─── Records provided ───
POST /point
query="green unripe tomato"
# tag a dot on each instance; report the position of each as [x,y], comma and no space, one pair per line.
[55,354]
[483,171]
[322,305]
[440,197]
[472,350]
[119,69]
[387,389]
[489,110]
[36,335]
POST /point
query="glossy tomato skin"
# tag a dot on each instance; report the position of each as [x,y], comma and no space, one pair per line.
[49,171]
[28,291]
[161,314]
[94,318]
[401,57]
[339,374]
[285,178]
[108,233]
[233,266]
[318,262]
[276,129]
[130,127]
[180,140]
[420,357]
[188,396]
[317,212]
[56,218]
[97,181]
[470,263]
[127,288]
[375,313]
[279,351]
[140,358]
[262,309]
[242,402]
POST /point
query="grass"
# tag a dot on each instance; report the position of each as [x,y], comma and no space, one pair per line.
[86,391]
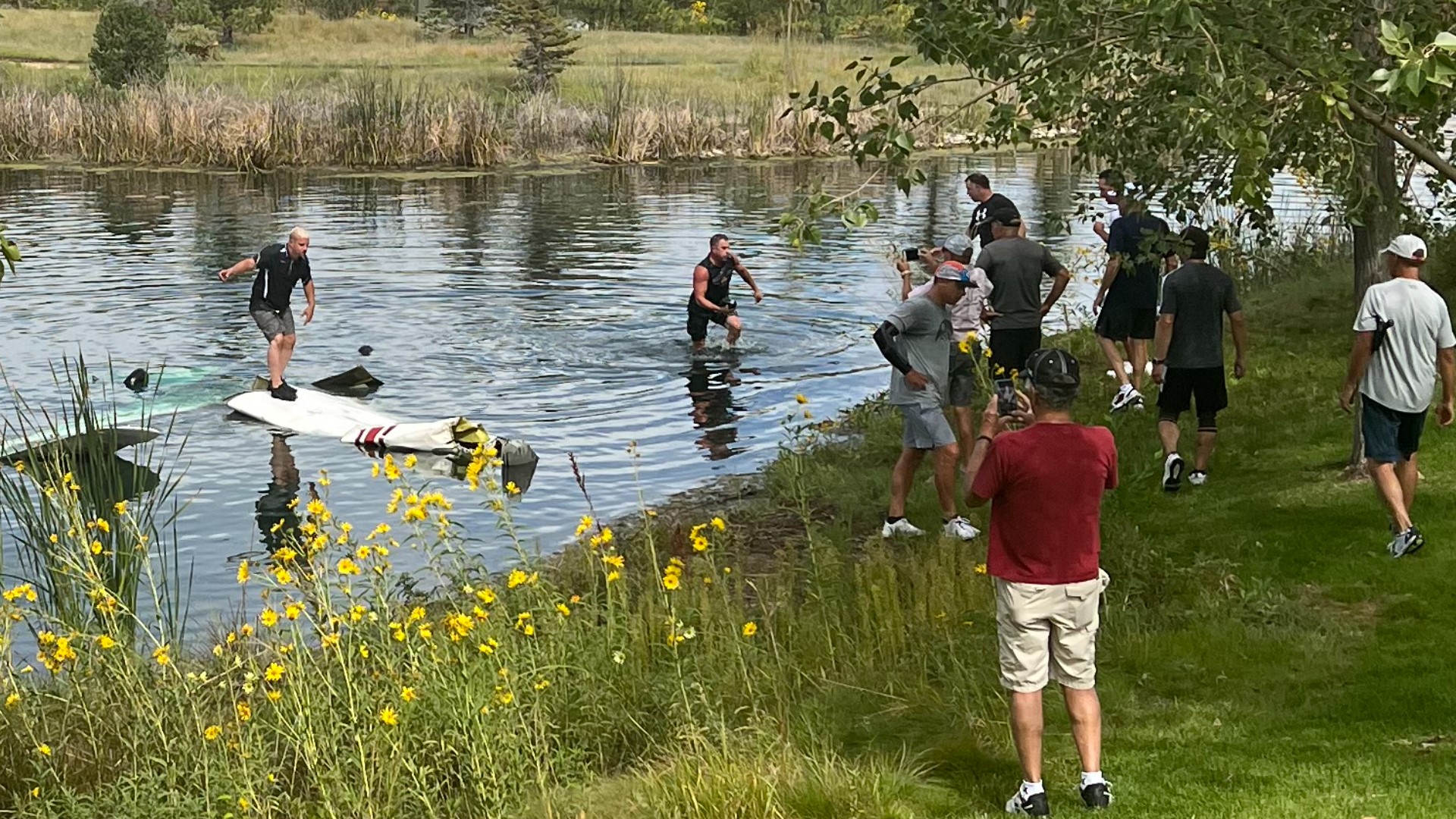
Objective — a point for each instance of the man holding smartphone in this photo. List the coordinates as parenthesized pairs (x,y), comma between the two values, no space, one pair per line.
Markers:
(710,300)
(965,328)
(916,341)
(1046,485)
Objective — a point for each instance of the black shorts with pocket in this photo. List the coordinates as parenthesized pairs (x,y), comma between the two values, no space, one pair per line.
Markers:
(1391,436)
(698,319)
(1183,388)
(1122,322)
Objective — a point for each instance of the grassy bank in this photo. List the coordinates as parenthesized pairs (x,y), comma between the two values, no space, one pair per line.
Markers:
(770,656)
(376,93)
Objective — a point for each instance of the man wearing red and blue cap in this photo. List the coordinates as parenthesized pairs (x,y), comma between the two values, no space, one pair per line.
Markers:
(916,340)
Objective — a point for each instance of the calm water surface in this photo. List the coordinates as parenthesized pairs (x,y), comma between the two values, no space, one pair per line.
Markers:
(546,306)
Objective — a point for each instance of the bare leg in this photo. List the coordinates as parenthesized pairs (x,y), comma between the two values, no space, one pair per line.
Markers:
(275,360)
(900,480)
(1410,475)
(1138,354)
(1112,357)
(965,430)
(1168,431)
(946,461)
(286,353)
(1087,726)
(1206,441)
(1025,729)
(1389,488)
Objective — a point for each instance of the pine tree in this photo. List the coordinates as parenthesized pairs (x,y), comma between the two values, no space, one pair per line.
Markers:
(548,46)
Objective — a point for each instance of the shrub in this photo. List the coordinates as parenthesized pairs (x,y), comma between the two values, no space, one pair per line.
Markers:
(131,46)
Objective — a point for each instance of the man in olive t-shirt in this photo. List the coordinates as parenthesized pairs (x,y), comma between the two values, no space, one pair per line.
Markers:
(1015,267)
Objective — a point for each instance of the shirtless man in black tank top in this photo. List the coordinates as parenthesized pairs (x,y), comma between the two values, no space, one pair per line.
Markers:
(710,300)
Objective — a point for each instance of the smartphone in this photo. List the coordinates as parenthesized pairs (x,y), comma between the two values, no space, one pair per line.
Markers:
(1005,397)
───
─── Records provided ───
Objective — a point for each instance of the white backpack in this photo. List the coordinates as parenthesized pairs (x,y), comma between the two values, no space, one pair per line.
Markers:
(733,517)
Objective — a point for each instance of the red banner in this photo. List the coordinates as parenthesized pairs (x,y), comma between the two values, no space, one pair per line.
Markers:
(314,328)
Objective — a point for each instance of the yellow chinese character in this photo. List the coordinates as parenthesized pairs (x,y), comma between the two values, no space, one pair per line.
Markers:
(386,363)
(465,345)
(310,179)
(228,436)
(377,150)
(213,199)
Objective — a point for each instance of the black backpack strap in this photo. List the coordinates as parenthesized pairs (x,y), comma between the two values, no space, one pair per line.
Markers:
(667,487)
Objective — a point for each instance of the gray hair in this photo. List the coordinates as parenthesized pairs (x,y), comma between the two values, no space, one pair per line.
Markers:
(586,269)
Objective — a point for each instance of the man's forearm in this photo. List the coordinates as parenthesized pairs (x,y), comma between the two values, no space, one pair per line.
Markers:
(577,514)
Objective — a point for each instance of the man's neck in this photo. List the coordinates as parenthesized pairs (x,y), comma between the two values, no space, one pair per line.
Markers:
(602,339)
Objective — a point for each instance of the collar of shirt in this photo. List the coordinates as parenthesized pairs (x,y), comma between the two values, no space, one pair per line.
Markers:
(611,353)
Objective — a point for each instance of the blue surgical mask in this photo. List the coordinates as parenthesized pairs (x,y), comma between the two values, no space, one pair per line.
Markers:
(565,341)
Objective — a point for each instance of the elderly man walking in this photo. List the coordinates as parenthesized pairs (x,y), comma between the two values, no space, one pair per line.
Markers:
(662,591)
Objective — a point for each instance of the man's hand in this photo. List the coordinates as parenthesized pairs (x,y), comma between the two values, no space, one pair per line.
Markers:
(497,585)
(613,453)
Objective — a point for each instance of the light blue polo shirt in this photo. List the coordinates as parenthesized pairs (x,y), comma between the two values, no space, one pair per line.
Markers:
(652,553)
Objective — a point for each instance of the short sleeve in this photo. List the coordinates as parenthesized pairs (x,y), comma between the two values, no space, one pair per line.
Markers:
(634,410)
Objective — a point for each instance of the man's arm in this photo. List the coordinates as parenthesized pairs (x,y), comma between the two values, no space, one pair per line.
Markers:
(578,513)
───
> What you will do
A copy of each line above that holds the word "tomato" is the expected answer.

> The answer
query="green unripe tomato"
query="glossy tomato skin"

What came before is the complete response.